■ Tasks to complete
- A) Check each statement against the exhibit notice and answer yes or no, quoting the words from the notice that decide it. (i) The exhibit includes more than fifty works. (ii) The works date from the decades after World War II. (iii) Paul Strand is among the artists in the show.
- B) Extract every line of the listing that contains the string "sign".

■ Page extract
☆ ☆ ☆
Through February 21, 2016

With works from its own collection, the Museum has created a showcase of modernist art. Dating from the three decades before World War II, the exhibit includes more than fifty paintings, drawings, prints, and photographs. In choosing each of these works the curator hoped to illustrate the different paths each artist blazed, some employing the spirit of the machine age, while others dealt with the elements of humanity or nature. Artists included in the show are Andrew Dasburg, Marsden Hartley, Georgia O’Keeffe, Paul Strand, Alfred Stieglitz, Cady Wells, and Edward Weston, among others.

Georgia O’Keeffe Museum
"From New York to New Mexico: Masterworks of American Modernism from the Vilcek Foundation Collection"
☆ ☆ ☆
■ Records provided

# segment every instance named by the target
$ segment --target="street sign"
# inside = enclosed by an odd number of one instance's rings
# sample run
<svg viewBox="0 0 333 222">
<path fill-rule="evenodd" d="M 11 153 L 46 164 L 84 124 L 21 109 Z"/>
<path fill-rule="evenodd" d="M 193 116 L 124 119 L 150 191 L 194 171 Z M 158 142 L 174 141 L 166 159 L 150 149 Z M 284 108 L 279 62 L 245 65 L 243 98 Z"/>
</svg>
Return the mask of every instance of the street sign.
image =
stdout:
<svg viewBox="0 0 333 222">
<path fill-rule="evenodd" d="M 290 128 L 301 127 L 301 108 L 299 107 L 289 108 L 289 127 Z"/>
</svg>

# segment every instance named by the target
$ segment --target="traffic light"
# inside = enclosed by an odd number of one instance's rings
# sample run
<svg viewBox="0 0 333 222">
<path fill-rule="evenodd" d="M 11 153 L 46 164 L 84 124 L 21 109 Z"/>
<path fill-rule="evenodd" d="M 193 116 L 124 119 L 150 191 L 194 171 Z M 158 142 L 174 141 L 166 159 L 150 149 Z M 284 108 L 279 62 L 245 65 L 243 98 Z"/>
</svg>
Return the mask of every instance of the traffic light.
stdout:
☆ ☆ ☆
■ Exercise solutions
- A)
(i) Yes: "the exhibit includes more than fifty paintings, drawings, prints, and photographs"
(ii) No: "Dating from the three decades before World War II"
(iii) Yes: "Artists included in the show are Andrew Dasburg, Marsden Hartley, Georgia O’Keeffe, Paul Strand"

- B)
$ segment --target="street sign"
Return the mask of every instance of the street sign.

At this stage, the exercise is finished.